▸ To do
Word for word, restate all of the entries.

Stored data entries
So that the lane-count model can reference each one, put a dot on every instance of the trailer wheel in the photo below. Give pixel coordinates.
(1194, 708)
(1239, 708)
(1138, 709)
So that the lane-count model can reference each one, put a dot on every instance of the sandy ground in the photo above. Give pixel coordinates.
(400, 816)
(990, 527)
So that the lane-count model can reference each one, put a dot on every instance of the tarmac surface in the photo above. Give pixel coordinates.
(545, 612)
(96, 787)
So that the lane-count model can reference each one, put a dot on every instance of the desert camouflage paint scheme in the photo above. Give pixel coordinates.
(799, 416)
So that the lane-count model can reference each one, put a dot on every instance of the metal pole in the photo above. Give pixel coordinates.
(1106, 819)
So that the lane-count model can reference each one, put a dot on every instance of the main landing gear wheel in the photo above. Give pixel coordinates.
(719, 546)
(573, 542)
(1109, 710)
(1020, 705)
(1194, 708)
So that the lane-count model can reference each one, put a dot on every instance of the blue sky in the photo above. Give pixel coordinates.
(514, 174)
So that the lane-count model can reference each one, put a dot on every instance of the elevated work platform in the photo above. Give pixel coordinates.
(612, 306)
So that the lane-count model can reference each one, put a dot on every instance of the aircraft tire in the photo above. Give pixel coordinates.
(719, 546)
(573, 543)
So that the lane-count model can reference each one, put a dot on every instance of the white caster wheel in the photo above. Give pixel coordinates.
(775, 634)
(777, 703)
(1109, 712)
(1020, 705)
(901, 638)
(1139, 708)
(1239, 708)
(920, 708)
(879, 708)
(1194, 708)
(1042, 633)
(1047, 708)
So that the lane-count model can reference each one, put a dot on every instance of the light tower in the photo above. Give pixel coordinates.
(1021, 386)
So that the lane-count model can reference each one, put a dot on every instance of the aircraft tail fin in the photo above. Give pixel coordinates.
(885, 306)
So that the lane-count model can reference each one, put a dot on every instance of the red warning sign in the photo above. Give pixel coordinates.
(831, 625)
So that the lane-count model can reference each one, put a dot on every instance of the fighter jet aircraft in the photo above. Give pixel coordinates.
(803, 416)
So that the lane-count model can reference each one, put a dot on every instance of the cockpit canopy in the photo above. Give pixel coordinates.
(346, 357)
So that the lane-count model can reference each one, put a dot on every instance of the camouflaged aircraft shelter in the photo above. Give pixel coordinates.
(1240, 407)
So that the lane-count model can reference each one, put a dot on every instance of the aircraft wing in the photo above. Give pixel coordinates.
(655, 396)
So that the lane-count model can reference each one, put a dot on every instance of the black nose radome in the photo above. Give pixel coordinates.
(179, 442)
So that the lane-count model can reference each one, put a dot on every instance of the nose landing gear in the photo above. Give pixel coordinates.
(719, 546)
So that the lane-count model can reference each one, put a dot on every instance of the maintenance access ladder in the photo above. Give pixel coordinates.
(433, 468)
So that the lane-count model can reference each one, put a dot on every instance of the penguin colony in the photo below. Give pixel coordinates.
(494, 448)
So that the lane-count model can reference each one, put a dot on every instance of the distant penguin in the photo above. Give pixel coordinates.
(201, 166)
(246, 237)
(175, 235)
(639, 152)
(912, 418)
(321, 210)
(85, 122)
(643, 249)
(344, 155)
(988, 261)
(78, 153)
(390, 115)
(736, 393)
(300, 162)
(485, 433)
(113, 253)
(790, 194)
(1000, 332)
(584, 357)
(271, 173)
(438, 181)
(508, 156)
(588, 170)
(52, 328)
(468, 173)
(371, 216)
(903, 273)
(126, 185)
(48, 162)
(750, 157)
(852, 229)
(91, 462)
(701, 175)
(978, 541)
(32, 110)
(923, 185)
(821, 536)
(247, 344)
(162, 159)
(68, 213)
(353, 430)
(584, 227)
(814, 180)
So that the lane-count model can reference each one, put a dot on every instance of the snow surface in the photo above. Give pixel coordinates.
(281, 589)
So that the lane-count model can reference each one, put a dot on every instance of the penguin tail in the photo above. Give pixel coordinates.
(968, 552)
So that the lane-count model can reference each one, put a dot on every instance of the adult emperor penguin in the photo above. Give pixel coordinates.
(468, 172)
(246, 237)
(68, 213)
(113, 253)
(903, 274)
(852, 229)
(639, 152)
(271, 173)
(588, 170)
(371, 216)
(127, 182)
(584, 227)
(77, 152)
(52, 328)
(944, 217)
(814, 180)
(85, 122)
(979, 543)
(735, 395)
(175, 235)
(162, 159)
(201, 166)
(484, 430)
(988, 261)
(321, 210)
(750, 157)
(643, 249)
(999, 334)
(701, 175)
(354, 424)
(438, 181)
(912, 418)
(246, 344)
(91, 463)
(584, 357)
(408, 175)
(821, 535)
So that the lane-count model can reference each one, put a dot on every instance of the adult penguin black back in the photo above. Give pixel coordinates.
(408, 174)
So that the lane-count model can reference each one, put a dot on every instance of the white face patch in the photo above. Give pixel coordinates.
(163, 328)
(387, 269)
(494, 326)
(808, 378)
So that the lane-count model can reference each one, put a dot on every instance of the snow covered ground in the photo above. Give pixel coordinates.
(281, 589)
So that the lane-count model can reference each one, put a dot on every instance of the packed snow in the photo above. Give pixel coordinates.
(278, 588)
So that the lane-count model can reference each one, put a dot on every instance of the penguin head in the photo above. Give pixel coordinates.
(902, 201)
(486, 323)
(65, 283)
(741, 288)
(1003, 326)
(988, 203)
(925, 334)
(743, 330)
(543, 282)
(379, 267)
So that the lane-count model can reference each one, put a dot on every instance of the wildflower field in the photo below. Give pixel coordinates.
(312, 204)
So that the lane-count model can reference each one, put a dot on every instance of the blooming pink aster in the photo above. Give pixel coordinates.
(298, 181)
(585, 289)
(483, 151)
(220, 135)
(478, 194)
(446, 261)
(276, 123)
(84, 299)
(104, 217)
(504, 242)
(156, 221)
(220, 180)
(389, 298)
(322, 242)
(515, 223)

▸ Exercise response
So that the lane-count model can reference each one, put a dot on every instance of the trailer wheel in the photo below. Give pixel coordinates.
(1194, 708)
(1239, 708)
(1138, 709)
So that the lane-count model can reference each one, put a dot on every instance of the sandy ground in the photo above. Give pixel coordinates.
(400, 816)
(990, 527)
So that the lane-count model can reference each one, put a dot on every instance of the tarmac surface in the photo above. Give pixel coordinates.
(545, 612)
(96, 787)
So that the lane-count model can reference each one, put a dot on every instance of the desert camouflage paint scheme in the photo above. Give pixel coordinates.
(799, 416)
So that the lane-count model can reference each one, put a dot on every instance of the metal pole in the photo above. Give pixel coordinates.
(1106, 819)
So that the lane-count model can reference each one, put a dot on every instance of the main landing gear wheel in the photo above. Give pixel coordinates.
(719, 546)
(573, 542)
(1109, 710)
(1020, 705)
(1194, 708)
So that the lane-count model can reference each one, put a dot on every instance of the blue sky in the photo above. Give pixel coordinates.
(514, 174)
So that the lane-count model can reference each one, put a dot on every instance of the elevated work platform in the photo above. Give pixel coordinates.
(612, 306)
So that the lane-count model can reference each one, put a dot on every instance of the aircraft tire in the photo above. Give pixel coordinates.
(719, 546)
(573, 543)
So that the lane-count model can reference each one, put a dot on every instance of the white caster wheel in the photo above. Give pixel coordinates.
(775, 634)
(777, 703)
(1109, 712)
(1020, 705)
(901, 638)
(1139, 708)
(1239, 708)
(920, 708)
(879, 708)
(1194, 708)
(1042, 633)
(1047, 708)
So that the lane-count model can reference each one, put a dot on every instance of the light tower in the photo above. Give pixel coordinates.
(1021, 386)
So that the lane-count model can reference each one, put a dot on every instance of the aircraft tail fin in the photo above. Give pixel coordinates.
(885, 306)
So that the lane-count model can reference each one, put a dot on every instance of the red warning sign in the photo above. Give pixel coordinates.
(831, 625)
So that the lane-count model can reference each one, put a dot on every instance of the fighter jet aircraft in the photo above. Give pixel coordinates.
(803, 416)
So that the lane-count model can reference each one, put a dot on every instance of the cockpit canopy in the photo above. Give pixel coordinates.
(346, 357)
So that the lane-count model can reference each one, put a dot on every instance of the camouflaged aircraft shelter in the photo above. Give pixel coordinates.
(1240, 407)
So that the lane-count model can reference each one, put a dot on every instance of the aircraft wing in the photo above. Give pixel coordinates.
(655, 396)
So that the lane-count model can reference each one, put a dot on every instance of the black nose radome in the photo above. Give pixel coordinates.
(179, 442)
So that the lane-count model can reference each one, put a dot on every instance of the nose landing gear in the photo above. Give pixel coordinates.
(719, 546)
So that the lane-count model can reference each one, put a dot on every instance of the maintenance access ladder in the photo above. Give pixel coordinates.
(433, 468)
So that the lane-count model can reference each one, put a dot on every instance of the penguin colony in the photo below. Give pixel coordinates.
(494, 448)
So that the lane-count model can reference each one, put a dot on every instance of the distant penguin in the photo above. Give pixel coordinates.
(201, 166)
(246, 237)
(175, 235)
(639, 152)
(912, 418)
(321, 210)
(85, 122)
(643, 249)
(344, 155)
(988, 261)
(78, 153)
(390, 115)
(736, 393)
(300, 162)
(485, 433)
(113, 253)
(790, 194)
(1000, 332)
(584, 357)
(271, 173)
(438, 181)
(508, 156)
(588, 170)
(52, 328)
(468, 173)
(371, 216)
(903, 273)
(126, 185)
(48, 162)
(750, 157)
(852, 229)
(91, 462)
(701, 175)
(978, 541)
(32, 110)
(923, 185)
(821, 536)
(247, 344)
(162, 159)
(68, 213)
(353, 430)
(584, 227)
(814, 180)
So that the lane-count model can reference each one, put a dot on every instance of the snow surface in the photo above. Give pixel coordinates.
(281, 589)
So that the lane-count model can reference each one, put a dot on every instance of the penguin tail in the photo above. Give pixel coordinates.
(968, 552)
So that the lane-count model can reference each one, put a dot on every instance of the adult emperor penguin in the photo above. Give pixel coordinates.
(468, 172)
(246, 237)
(68, 213)
(113, 253)
(903, 274)
(852, 229)
(639, 152)
(271, 173)
(588, 170)
(371, 216)
(127, 182)
(584, 227)
(77, 152)
(52, 328)
(944, 217)
(814, 180)
(85, 122)
(979, 543)
(735, 395)
(175, 235)
(162, 159)
(201, 166)
(484, 430)
(988, 261)
(321, 210)
(750, 157)
(643, 249)
(999, 334)
(701, 175)
(354, 424)
(438, 181)
(912, 418)
(246, 344)
(91, 463)
(584, 357)
(408, 175)
(821, 535)
So that the lane-count model can reference each one, put a dot on every instance of the adult penguin black back in the photo above. Give pixel coordinates.
(408, 174)
So that the lane-count model can reference each one, put a dot on every instance of the white face patch in the photo above. Give pixel coordinates.
(163, 328)
(387, 269)
(494, 326)
(808, 378)
So that the lane-count model can reference each one, put a dot on every instance of the snow covered ground in the photo above. Give pixel coordinates.
(281, 589)
So that the lane-count model can reference each one, put a dot on every instance of the packed snow in the photo above. Give pixel coordinates.
(278, 588)
So that the lane-count model can reference each one, put a dot on every instance of the penguin head in the photo above. Give pixel coordinates.
(902, 201)
(486, 323)
(65, 283)
(741, 288)
(1003, 326)
(988, 203)
(925, 334)
(743, 330)
(543, 282)
(379, 267)
So that the lane-count model can reference each one, put a dot on every instance of the wildflower field in the photo below. Give pixel coordinates.
(312, 204)
So that the lane-count model can reference each one, put a dot on every instance of the blooming pink aster in the photo above. Give pixel coordinates.
(298, 181)
(585, 289)
(483, 151)
(220, 135)
(478, 194)
(446, 261)
(276, 123)
(84, 299)
(104, 217)
(504, 242)
(156, 221)
(220, 180)
(389, 298)
(322, 242)
(515, 223)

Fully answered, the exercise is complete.